* Problem details: The records should be written out in full, with nothing altered.

* Input material:
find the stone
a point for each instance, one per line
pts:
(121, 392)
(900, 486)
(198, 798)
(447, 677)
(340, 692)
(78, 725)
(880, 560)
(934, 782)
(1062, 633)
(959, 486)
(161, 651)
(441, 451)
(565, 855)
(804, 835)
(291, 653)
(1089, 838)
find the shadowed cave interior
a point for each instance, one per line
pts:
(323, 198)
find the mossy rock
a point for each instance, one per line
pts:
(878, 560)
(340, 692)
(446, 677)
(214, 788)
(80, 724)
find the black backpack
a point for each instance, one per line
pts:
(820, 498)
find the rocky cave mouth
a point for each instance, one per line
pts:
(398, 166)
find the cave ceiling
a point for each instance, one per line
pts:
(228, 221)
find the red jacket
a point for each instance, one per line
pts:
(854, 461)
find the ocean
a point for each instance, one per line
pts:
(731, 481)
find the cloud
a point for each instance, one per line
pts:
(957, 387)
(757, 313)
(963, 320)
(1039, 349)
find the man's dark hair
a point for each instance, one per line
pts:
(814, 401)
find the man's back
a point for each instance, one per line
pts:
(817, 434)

* Written response:
find the stone
a point for each instance, one per line
pts:
(121, 392)
(900, 486)
(198, 798)
(447, 677)
(340, 692)
(78, 725)
(880, 560)
(934, 782)
(1062, 633)
(959, 486)
(161, 651)
(441, 451)
(565, 855)
(804, 835)
(291, 653)
(1089, 838)
find the shadowed cave interior
a point for each instance, one per line
pts:
(323, 198)
find the mossy rock
a point for each instance, one per line
pts:
(878, 560)
(340, 692)
(446, 677)
(214, 788)
(80, 724)
find the black backpack
a point for each instance, one per line
pts:
(820, 498)
find the rocky cave mouth
a point for each instance, one per line
pts:
(398, 166)
find the cave ceiling
a point for each instance, one per line
pts:
(228, 221)
find the red jacket
a point for each instance, one per line
pts:
(854, 461)
find the ocean
a point for each instance, one per line
pts:
(731, 481)
find the cloud
a point for each instance, one per line
pts:
(957, 387)
(757, 313)
(963, 320)
(1039, 349)
find the man's dark hair
a point for each instance, one per line
pts:
(814, 401)
find the man's back
a point for each instance, one per line
pts:
(817, 434)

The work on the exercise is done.